Fiche n° 6 : les risques légaux : Le déroulé d’une procédure judiciaire et les systèmes d’aide juridique (3/3)

LE DÉROULÉ D’UNE PROCÉDURE JUDICIAIRE

Vous organisez une soirée et êtes suspecté d’avoir commis une infraction ? Voici le déroulement de la procédure judiciaire.

LA DÉPOSITION

Dans le cadre d’une audition libre

  • L’audition libre n’est pas une garde à vue !

L’audition libre permet aux forces de l’ordre d’entendre une personne soupçonnée d’avoir commis une infraction sans la placer en garde à vue.

Vous allez tout d’abord recevoir une convocation au commissariat ou à la gendarmerie. Lorsque vous recevez une convocation pour une audition libre veillez à ce qu’elle indique bien :

  • L’infraction dont la personne est soupçonnée. Toute convocation sans une telle mention laisse donc penser qu’il s’agira d’une garde à vue.
  • Votre droit d’être assisté par un avocat au cours de l’audition, uniquement si l’infraction concernée est punie d’une peine de prison. La convocation doit également préciser les modalités de désignation d’un avocat commis d’office. Vous devez faire appel à votre avocat en le contactant avant le jour de la convocation, si vous n’en connaissez pas vous pouvez vous aidez de cette liste : https://consultation.avocat.fr/avocats/par-barreau.php
  • Les conditions d’accès à l’aide juridictionnelle.
  • Les lieux où vous pouvez obtenir des conseils juridiques avant l’audition.

Vous êtes obligés de vous rendre à une convocation dans le cadre d’une audition libre. Si vous n’y allez pas et que la police ou la gendarmerie vient vous chercher, alors vous serez placé en garde à vue.

Avant de débuter l’audition, les forces de l’ordre doivent vous informer de vos droits :

  • Droit de quitter les lieux à tout moment
  • Droit de connaître la qualification, la date et le lieu présumés de l’infraction
  • Droit de garder le silence
  • Droit d’être assisté par un avocat
  • Droit à un interprète si vous ne comprenez pas le français

L’audition libre doit durer maximum quatre heures. Une fois l’audition commencée, vous pouvez donc en théorie partir à tout moment et si les forces de l’ordre refusent, ils devront nécessairement vous placer en garde à vue.

* Consigne a *
Restituez sous forme de liste JSON de chaînes le passage du listing allant de son début jusqu'à la ligne contenant "[(554, 350)]", celle-ci comprise. Mettez une chaîne par ligne et omettez les lignes vides.
La fiche et le listing n'ont aucun lien entre eux.

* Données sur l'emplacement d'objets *
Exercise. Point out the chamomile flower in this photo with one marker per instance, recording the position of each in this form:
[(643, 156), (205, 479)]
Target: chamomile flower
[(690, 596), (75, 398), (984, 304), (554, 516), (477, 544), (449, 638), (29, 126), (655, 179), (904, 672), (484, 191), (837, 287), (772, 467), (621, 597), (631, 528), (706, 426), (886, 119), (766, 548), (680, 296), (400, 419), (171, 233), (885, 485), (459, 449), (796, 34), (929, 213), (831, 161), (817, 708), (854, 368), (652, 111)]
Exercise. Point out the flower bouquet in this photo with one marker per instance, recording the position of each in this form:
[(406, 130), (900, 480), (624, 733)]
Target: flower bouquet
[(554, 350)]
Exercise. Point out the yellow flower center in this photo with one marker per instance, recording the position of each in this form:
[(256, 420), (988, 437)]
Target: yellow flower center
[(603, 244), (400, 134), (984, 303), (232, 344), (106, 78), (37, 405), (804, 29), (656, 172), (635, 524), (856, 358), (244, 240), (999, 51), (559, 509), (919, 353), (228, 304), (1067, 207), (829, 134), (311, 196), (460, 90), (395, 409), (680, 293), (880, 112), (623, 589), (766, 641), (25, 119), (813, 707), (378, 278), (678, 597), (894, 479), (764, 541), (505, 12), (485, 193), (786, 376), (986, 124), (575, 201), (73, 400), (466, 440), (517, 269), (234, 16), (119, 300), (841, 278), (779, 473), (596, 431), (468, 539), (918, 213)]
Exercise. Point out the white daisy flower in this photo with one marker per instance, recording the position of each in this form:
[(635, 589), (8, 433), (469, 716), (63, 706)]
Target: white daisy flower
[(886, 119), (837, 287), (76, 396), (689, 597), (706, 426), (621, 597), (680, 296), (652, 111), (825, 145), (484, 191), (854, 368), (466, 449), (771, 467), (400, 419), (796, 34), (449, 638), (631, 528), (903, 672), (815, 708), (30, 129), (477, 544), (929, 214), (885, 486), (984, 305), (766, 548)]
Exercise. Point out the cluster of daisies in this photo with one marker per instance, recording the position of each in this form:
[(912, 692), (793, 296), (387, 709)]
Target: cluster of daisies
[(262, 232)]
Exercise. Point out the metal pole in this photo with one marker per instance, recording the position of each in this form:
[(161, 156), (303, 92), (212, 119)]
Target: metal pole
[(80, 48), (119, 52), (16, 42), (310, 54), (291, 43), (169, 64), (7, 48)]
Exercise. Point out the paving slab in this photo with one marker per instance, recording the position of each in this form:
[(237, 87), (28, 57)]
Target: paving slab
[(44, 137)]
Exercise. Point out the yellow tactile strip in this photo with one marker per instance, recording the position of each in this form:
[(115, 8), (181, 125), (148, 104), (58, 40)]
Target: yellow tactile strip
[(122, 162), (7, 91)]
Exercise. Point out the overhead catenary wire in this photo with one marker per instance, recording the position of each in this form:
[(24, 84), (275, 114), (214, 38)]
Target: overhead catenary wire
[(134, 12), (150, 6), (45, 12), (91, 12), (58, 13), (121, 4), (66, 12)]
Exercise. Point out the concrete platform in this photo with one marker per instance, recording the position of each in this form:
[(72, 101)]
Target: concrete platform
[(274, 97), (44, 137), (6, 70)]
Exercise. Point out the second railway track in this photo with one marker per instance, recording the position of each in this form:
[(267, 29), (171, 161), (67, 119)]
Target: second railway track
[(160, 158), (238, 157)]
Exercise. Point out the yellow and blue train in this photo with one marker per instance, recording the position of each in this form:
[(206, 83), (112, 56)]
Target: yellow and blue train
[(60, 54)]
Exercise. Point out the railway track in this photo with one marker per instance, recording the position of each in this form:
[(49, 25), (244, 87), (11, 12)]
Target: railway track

* Consigne b *
D'après la fiche, combien de temps une audition libre peut-elle durer au maximum ?

* Réponse attendue a *
[
  "Exercise. Point out the chamomile flower in this photo with one marker per instance, recording the position of each in this form:",
  "[(643, 156), (205, 479)]",
  "Target: chamomile flower",
  "[(690, 596), (75, 398), (984, 304), (554, 516), (477, 544), (449, 638), (29, 126), (655, 179), (904, 672), (484, 191), (837, 287), (772, 467), (621, 597), (631, 528), (706, 426), (886, 119), (766, 548), (680, 296), (400, 419), (171, 233), (885, 485), (459, 449), (796, 34), (929, 213), (831, 161), (817, 708), (854, 368), (652, 111)]",
  "Exercise. Point out the flower bouquet in this photo with one marker per instance, recording the position of each in this form:",
  "[(406, 130), (900, 480), (624, 733)]",
  "Target: flower bouquet",
  "[(554, 350)]"
]

* Réponse attendue b *
Quatre heures au maximum.